Passage provided:
# Where to leave him when on vacation



## Artemis-Ichiro (Jan 22, 2016)

Since I like to plan in advance, I would like what would be a better idea. 

We'll be going on vacation during summer for 2 weeks. My options for Ichiro are:

1. Leaving him at my friend's house, she loves animals, she has owned iguanas, cats, dogs but never a hedgehog, so I'd have to teach her everything. 

2. The breeder has pet sitting for hedgies bought from them, Ichiro was well socialized and is the sweetest thing. 

Where would you leave your hedgie?


----------



## nicole92 (Dec 21, 2015)

I think it depends on how much you trust your friend. I go away for 1-2 nights fairly often (every other weekend sometimes) and I am completely comfortable leaving my hedgehog in my roommates care while I am gone as I know she will take good care of him, feed gim, play wth him, and give him meds when he needs it. However if I were going away for more than a night or two I may consider the breeder as I don't want to force my roommate to be responsible for my pet if it would conflict with her doing other things - ie. not being able to go away for a night as she has to watch my hedgehog.

Raw data:
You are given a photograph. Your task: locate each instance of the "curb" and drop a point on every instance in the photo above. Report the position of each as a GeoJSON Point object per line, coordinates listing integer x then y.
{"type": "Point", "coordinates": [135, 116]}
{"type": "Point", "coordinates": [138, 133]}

Short task:
Write the next part of the forum thread about where to leave a pet hedgehog during a two-week vacation, starting after its last sentence.

Reply:
Talk with your friend. If your friend is willing and able to keep your hedgehog and you feel you can trust them to take good care, I'd say go for it. If you doubt it at all, it doesn't hurt to board. The breeder is definitely reliable as they provided you with a happy, healthy hedgehog and, as a breeder, they have more than one hedgehog already in their care so I'm sure adding yours won't be much extra to care for. The breeder would also habe a better idea of 'nomal' hedgehog behavior so would be able to spot anything out of the ordinary if things were to go wrong while you were gone.
Good luck, and good for you for thinking so far in advance to keeping your hedgie happy and healty!


----------



## nikki (Aug 28, 2008)

My only question about leaving him with the breeder is will they keep him in a separate room from their hedgehogs? Even though you got him from them he should be kept separate.


----------



## Artemis-Ichiro (Jan 22, 2016)

That question was in my list. Any other questions you might think of?


----------



## twobytwopets (Feb 2, 2014)

Time constraints is an issue no matter who watches your hedgehog. 
Having anyone with a hedgehog in their home watch your, I'd have them explain their quarantine policy/procedure. And keep in mind that their answer could be lip service. 
Teaching a person from square one can sound like a lot of work, however they generally don't have bad or outdated information that needs corrected.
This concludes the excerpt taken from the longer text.